Work order => Would you please return the lines of the entries below starting at the line that has "<point>571,424</point>" and ending at the line that has "<point>390,107</point>", both included, exactly as they are?

Image-grounded pointing data:

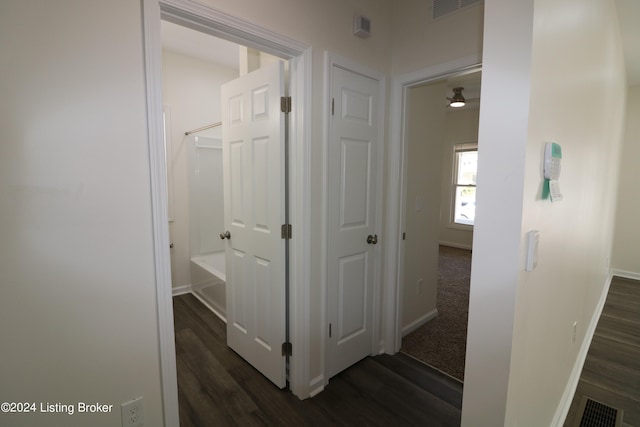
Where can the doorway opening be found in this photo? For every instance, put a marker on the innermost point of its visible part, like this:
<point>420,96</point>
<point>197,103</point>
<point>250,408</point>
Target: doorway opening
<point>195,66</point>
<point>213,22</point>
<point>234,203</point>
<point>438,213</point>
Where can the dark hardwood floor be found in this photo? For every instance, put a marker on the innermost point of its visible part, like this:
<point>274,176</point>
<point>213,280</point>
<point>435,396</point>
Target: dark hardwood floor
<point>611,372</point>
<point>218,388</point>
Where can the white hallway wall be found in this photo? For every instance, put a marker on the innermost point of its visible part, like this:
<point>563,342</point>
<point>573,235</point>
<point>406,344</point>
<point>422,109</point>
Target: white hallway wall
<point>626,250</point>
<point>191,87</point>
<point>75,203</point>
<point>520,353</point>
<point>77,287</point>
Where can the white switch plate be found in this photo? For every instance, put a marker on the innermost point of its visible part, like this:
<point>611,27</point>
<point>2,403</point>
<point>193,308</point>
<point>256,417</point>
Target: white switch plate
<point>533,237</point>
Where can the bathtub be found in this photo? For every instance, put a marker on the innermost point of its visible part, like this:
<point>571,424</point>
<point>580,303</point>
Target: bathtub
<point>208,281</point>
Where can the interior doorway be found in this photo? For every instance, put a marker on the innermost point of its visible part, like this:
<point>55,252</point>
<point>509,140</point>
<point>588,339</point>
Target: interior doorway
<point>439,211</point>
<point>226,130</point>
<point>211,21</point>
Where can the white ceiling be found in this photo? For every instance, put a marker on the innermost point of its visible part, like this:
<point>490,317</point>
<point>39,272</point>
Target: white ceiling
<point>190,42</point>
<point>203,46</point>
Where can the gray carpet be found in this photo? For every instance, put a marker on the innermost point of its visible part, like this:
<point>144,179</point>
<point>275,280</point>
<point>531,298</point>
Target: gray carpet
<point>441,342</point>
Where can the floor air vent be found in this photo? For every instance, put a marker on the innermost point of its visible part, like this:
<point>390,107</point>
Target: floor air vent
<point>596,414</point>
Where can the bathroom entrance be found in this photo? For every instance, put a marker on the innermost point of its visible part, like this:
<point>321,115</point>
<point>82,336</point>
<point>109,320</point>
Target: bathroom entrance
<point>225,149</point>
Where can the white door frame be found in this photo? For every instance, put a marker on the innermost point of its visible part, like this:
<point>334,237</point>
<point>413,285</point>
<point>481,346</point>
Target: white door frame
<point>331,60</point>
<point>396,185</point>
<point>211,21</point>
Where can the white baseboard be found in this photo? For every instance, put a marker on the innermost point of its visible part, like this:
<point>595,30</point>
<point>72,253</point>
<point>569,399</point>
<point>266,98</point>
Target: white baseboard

Problem solution =>
<point>571,424</point>
<point>580,303</point>
Target: bathtub
<point>208,281</point>
Where can the interior doorway be found in this photo? For every instance, put a marker on the innermost point of its visible part, like this:
<point>55,252</point>
<point>509,140</point>
<point>588,339</point>
Target: interior doorway
<point>439,211</point>
<point>226,130</point>
<point>211,21</point>
Where can the white ceiling be found in this photo? For every instance, put a marker on the innermost point of its visible part, like this:
<point>490,317</point>
<point>39,272</point>
Target: white ceiling
<point>190,42</point>
<point>203,46</point>
Where can the gray carpet be found in this photo? For every instance, put a marker on the innermost point of its visible part, like this:
<point>144,179</point>
<point>275,280</point>
<point>531,298</point>
Target: gray carpet
<point>441,342</point>
Where can the floor air vent be found in this photo? For every instance, put a marker on the innermost point of its visible part, like this:
<point>390,107</point>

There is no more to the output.